Task description:
Turn the rows below into a numbered list, leaving out any blank lines.

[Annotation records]
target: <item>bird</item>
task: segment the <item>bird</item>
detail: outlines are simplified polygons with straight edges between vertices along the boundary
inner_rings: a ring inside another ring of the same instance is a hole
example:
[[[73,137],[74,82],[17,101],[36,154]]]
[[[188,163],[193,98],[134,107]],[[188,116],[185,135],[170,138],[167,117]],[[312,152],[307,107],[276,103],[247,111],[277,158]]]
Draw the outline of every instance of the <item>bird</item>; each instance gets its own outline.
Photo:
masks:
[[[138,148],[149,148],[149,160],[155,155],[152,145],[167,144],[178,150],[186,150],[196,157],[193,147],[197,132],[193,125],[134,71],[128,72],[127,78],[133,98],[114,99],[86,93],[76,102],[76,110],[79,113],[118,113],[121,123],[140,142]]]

Output:
1. target: <item>bird</item>
2. task: segment the <item>bird</item>
3. detail: outlines are simplified polygons with straight edges between vertices along the boundary
4. inner_rings: a ring inside another ring of the same instance is a hole
5. example:
6. [[[73,137],[74,82],[17,101],[36,154]]]
7. [[[188,163],[193,98],[134,107]],[[188,116],[185,135],[170,138],[167,117]],[[312,152],[307,107],[276,103],[247,111],[277,158]]]
8. Draw the outline of every instance of the <item>bird</item>; each instance gets its own outline.
9. Photo:
10. masks:
11. [[[138,148],[149,148],[149,160],[155,155],[152,145],[167,144],[178,150],[186,150],[196,157],[193,147],[197,132],[193,125],[134,71],[128,72],[127,78],[133,98],[114,99],[86,93],[76,102],[76,110],[79,113],[118,113],[121,123],[140,142]]]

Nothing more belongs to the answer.